Passage to read:
# Competition in Jordan?



## doofesh (Jan 28, 2010)

Hi, does anyone know if there will be a competition in Jordan(middle east)?There have never been any competitions there.Also, do you know someone who is responsible for making competitions i could talk to? Thanks


----------



## Dene (Jan 28, 2010)

You could organise one for yourself. Try the official WCA wiki for information on organising competitions.


----------



## Lucas Garron (Jan 28, 2010)

There isn't much activity in the Middle East, which means: Start it!
The reason there are competitions elsewhere is because people started cubing and holding competitions themselves. New countries like Thailand and Indonesia did this very successfully. There is no reason this can't happen in Jordan, but it needs to start with someone. To answer your question: There is no one responsible for this yet. But it could be you; you seem to care.

Bob's guide is a pretty good guide to running competitions, if you think you're up to it.

I have quite a few (distant) relatives in Jordan, so if anything happens, I'd love to hear about the progress.


----------



## doofesh (Jan 28, 2010)

*Thanks for the help*

Thanks, Ill see what I can do.


----------



## doofesh (Jan 28, 2010)

*I can't do it*

I've read the WCA Wiki page and the competitions page on cubewhiz.com, I found out that I can't do this on my own. I need help from others but no one is interested in making a competition.


----------



## cincyaviation (Jan 30, 2010)

doofesh said:


> I've read the WCA Wiki page and the competitions page on cubewhiz.com, I found out that I can't do this on my own. I need help from others but no one is interested in making a competition.


why can't you do it on your own?


----------



## Lord Voldemort (Jan 30, 2010)

Possibly a delegate?


----------



## doofesh (Jan 30, 2010)

1. I can't find any judges/Scramblers.
2. I can't get stackmats because each one costs around $20.
3. I can't do it on my own.
4. School starts in 2 days.


----------



## doofesh (Jan 30, 2010)

[Image segmentation entries]
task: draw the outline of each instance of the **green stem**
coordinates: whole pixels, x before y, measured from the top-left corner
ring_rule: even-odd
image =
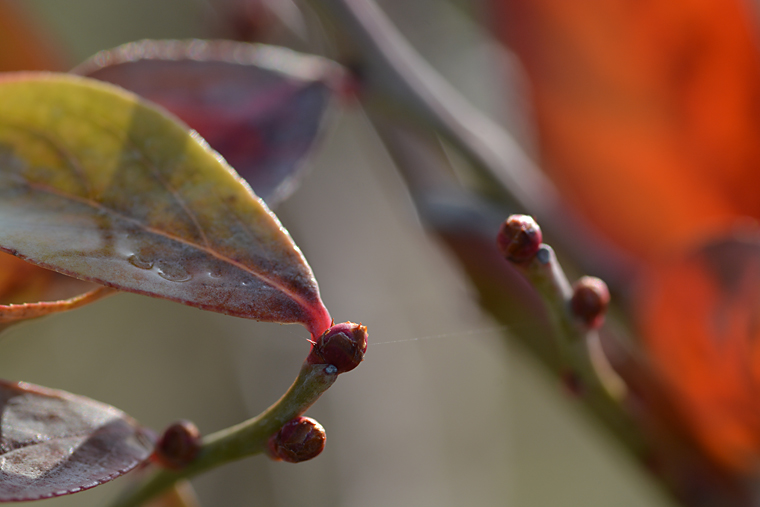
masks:
[[[547,306],[560,360],[567,373],[577,375],[582,382],[582,396],[587,405],[634,455],[643,455],[647,446],[634,421],[620,406],[620,385],[605,383],[605,377],[612,374],[611,371],[599,372],[594,363],[590,347],[598,345],[597,332],[581,325],[570,312],[572,288],[552,248],[541,245],[529,264],[514,265],[528,278]],[[617,377],[614,380],[621,382]]]
[[[303,414],[338,378],[334,366],[304,363],[290,389],[258,416],[208,435],[195,460],[181,470],[161,469],[111,507],[139,507],[181,479],[263,452],[267,440],[288,421]]]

Directions:
[A] Answer these questions about the forum thread on a cubing competition in Jordan:
(i) What does Dene suggest consulting for information on organizing competitions?
(ii) Which two countries does Lucas Garron name as new countries that started holding competitions very successfully?
(iii) About how much does doofesh say each stackmat costs?
[B] Carry on the forum thread about a cubing competition in Jordan from the point where it stops.

Answers by task:
[A]
(i) The official WCA wiki.
(ii) Thailand and Indonesia.
(iii) Around $20.

[B]
I contacted the WCA delegates numerous times but they never reply.


----------



## styre14 (Feb 8, 2010)

*aa*

Dodech i can help but i Am slow i solve it in average of 67sec my record is 61
and i live in Amman. So reply if my time is good enough so i could register in competitions.


----------



## Vincents (Feb 9, 2010)

Yeah, 67 second average is good considering the upper bound is 600 seconds...


----------



## doofesh (Feb 9, 2010)

styre14 said:


> Dodech i can help but i Am slow i solve it in average of 67sec my record is 61
> and i live in Amman. So reply if my time is good enough so i could register in competitions.


Your speed is okay. I just want someone to help me in arranging a competition.


----------



## rami (Apr 5, 2010)

i live in amman and my record is 31 secs 

when you arrange the competition plz send me a message so i can register

thx


----------



## doofesh (Jan 16, 2012)

styre14 said:


> Dodech i can help but i Am slow i solve it in average of 67sec my record is 61
> and i live in Amman. So reply if my time is good enough so i could register in competitions.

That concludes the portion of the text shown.